_TASK BRIEF_:
Once you have read the entries below, repeat all of them exactly.

* * * *

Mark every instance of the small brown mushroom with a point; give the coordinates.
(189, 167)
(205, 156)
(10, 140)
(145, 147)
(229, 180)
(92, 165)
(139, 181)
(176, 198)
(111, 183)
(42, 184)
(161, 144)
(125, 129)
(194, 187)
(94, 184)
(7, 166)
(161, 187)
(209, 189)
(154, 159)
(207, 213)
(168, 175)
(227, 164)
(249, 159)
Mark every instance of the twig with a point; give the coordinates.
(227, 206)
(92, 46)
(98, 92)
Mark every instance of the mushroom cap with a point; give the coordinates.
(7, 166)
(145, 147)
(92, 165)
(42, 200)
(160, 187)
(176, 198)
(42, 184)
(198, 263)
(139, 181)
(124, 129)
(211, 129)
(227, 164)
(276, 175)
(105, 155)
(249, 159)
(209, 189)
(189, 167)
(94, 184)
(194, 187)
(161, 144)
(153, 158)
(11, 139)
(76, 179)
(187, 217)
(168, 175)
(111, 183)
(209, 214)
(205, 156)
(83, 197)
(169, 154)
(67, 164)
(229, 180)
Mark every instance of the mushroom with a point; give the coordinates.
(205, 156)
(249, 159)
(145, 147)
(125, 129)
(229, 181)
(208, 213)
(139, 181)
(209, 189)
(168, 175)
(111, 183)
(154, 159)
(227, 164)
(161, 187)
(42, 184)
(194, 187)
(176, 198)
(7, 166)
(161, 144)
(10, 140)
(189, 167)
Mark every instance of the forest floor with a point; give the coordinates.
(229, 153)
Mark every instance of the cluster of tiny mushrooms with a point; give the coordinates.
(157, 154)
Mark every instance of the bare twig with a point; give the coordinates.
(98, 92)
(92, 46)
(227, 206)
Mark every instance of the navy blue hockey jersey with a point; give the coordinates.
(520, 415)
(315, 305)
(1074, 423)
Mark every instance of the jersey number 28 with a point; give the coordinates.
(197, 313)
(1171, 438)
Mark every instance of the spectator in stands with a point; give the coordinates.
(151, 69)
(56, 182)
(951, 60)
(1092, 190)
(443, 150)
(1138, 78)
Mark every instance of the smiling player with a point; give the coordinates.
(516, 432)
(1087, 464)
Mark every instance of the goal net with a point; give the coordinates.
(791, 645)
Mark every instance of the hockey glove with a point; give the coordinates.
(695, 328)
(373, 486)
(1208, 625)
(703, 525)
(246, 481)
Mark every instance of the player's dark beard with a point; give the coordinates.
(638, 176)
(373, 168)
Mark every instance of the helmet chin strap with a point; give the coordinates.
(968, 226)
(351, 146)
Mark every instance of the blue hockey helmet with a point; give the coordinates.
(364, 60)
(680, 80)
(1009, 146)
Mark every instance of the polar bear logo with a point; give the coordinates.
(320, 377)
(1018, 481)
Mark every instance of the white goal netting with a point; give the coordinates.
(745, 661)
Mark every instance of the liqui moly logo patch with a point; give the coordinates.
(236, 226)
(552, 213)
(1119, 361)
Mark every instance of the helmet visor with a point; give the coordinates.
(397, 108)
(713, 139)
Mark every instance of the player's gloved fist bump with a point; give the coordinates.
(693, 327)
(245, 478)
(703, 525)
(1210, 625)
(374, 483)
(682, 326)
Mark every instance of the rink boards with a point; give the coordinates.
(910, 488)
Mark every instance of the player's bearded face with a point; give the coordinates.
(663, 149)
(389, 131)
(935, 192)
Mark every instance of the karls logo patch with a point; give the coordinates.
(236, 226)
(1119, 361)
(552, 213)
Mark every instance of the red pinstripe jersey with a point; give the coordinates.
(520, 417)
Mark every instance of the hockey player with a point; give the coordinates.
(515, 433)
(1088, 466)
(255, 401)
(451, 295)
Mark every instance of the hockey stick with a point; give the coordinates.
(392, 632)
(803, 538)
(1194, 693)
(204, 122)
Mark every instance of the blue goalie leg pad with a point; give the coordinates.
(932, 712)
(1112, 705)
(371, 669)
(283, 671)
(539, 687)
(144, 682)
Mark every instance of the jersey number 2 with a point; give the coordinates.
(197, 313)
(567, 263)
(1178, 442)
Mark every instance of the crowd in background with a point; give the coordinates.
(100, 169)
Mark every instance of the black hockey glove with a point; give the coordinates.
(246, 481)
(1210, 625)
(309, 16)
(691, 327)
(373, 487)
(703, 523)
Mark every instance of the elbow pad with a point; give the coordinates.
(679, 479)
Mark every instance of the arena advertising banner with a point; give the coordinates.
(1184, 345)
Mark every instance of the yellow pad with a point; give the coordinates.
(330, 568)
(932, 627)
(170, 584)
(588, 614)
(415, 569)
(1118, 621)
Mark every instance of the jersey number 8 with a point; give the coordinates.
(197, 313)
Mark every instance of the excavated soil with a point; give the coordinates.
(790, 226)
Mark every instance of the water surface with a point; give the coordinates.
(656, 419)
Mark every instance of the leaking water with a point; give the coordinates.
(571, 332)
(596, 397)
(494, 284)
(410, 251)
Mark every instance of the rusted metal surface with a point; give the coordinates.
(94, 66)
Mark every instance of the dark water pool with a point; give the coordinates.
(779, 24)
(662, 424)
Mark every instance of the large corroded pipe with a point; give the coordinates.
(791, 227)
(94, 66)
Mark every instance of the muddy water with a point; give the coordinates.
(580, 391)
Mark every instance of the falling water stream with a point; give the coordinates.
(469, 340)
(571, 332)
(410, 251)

* * * *

_YOUR SOLUTION_:
Mark every instance of the small brown mushroom with a point; give the coordinates.
(189, 167)
(205, 156)
(10, 140)
(145, 147)
(229, 180)
(92, 165)
(139, 181)
(176, 198)
(111, 183)
(42, 184)
(161, 144)
(125, 129)
(194, 187)
(94, 184)
(7, 166)
(161, 187)
(209, 189)
(154, 159)
(207, 213)
(168, 175)
(227, 164)
(249, 159)
Mark every instance of the twig with a point; give the coordinates.
(227, 206)
(92, 46)
(98, 92)
Mark every instance of the mushroom cap with a point; give the coordinates.
(7, 166)
(145, 147)
(92, 165)
(42, 200)
(160, 187)
(176, 198)
(42, 184)
(198, 263)
(139, 181)
(124, 129)
(211, 129)
(227, 164)
(276, 175)
(105, 155)
(249, 159)
(209, 189)
(189, 167)
(94, 184)
(194, 187)
(161, 144)
(153, 158)
(11, 139)
(76, 179)
(187, 217)
(168, 175)
(111, 183)
(209, 214)
(205, 156)
(83, 197)
(169, 154)
(67, 164)
(229, 180)
Mark every instance of the mushroom with a point; give the coordinates.
(205, 156)
(249, 159)
(145, 147)
(125, 129)
(229, 181)
(208, 213)
(139, 181)
(209, 189)
(168, 175)
(111, 183)
(154, 159)
(227, 164)
(161, 187)
(42, 184)
(194, 187)
(176, 198)
(7, 166)
(161, 144)
(10, 140)
(189, 167)
Mark every instance of the forest floor with a point; give the coordinates.
(229, 153)
Mark every instance of the cluster of tiny mushrooms with a point; give the coordinates.
(157, 154)
Mark every instance of the bare twig with a point; give the coordinates.
(98, 92)
(92, 46)
(227, 206)
Mark every instance of the navy blue hockey jersey with a point; give the coordinates.
(520, 415)
(315, 305)
(1074, 423)
Mark every instance of the jersey number 28 with a point; give the coordinates.
(197, 313)
(1171, 438)
Mark every instance of the spectator in stands with a point; give the coordinates.
(151, 69)
(56, 182)
(951, 60)
(1092, 190)
(443, 150)
(1138, 78)
Mark every instance of the smiling player with a point; give the coordinates.
(516, 432)
(1087, 464)
Mark every instance of the goal net with a point; give the coordinates.
(791, 645)
Mark every instance of the hockey glove with a point; give the coordinates.
(695, 328)
(373, 486)
(1208, 625)
(703, 525)
(246, 481)
Mark every instance of the player's dark beard with a point; give the coordinates.
(638, 176)
(373, 168)
Mark every instance of the helmet chin strap with a point; give the coordinates.
(968, 226)
(351, 146)
Mark every instance of the blue hockey helmet with a point; give the coordinates.
(364, 60)
(680, 80)
(1009, 146)
Mark every instance of the polar bear logo with a point; give the coordinates.
(320, 377)
(1018, 481)
Mark every instance of the white goal netting with a point; give the coordinates.
(745, 661)
Mark every instance of the liqui moly logo patch with a point; give the coordinates.
(236, 226)
(552, 213)
(1119, 361)
Mark every instance of the helmet visor with a point; give the coordinates.
(397, 108)
(713, 139)
Mark every instance of the player's gloved fist bump with a point; give the coordinates.
(693, 327)
(245, 478)
(703, 525)
(1210, 625)
(374, 483)
(682, 326)
Mark every instance of the rink boards with a point; give the coordinates.
(910, 488)
Mark every instance of the player's bearded face with a point; give the coordinates.
(663, 149)
(389, 131)
(935, 192)
Mark every instance of the karls logo patch with a point; give the coordinates.
(236, 226)
(1119, 361)
(552, 213)
Mark every instance of the red pinstripe jersey with a point; give the coordinates.
(520, 417)
Mark every instance of the hockey player with a point; give the coordinates.
(515, 433)
(1088, 466)
(255, 401)
(451, 295)
Mark every instance of the hockey stick with a point; give the coordinates.
(392, 632)
(803, 538)
(1194, 693)
(204, 122)
Mark every instance of the blue goalie leg pad with a point; give the coordinates.
(932, 712)
(1112, 705)
(371, 669)
(283, 671)
(539, 687)
(144, 682)
Mark every instance of the jersey number 2 with a point; give the coordinates.
(197, 313)
(567, 263)
(1178, 442)
Mark every instance of the crowd in background with a point; give the coordinates.
(100, 169)
Mark every instance of the black hockey glove with a point; give the coordinates.
(246, 481)
(1210, 625)
(309, 16)
(691, 327)
(373, 487)
(703, 523)
Mark every instance of the elbow pad with a point; give the coordinates.
(679, 479)
Mark every instance of the arena advertising banner with a point; give the coordinates.
(1184, 345)
Mark every instance of the yellow pad with a point; give the coordinates.
(330, 568)
(932, 627)
(170, 584)
(588, 614)
(415, 569)
(1118, 621)
Mark every instance of the jersey number 8 with a point; give the coordinates.
(197, 313)
Mark every instance of the excavated soil with a point; give the coordinates.
(790, 226)
Mark every instance of the water surface with a point; give the coordinates.
(656, 419)
Mark every instance of the leaking water with a point; give the coordinates.
(571, 332)
(596, 397)
(494, 284)
(410, 251)
Mark every instance of the rusted metal surface with a point; give the coordinates.
(94, 66)
Mark every instance of the dark water pool with a point; give the coordinates.
(779, 24)
(662, 424)
Mark every instance of the large corroded pipe with a point; give the coordinates.
(791, 227)
(94, 66)
Mark every instance of the muddy water with a point; give the coordinates.
(580, 391)
Mark every instance of the falling water stream with a point; give the coordinates.
(469, 340)
(571, 332)
(410, 251)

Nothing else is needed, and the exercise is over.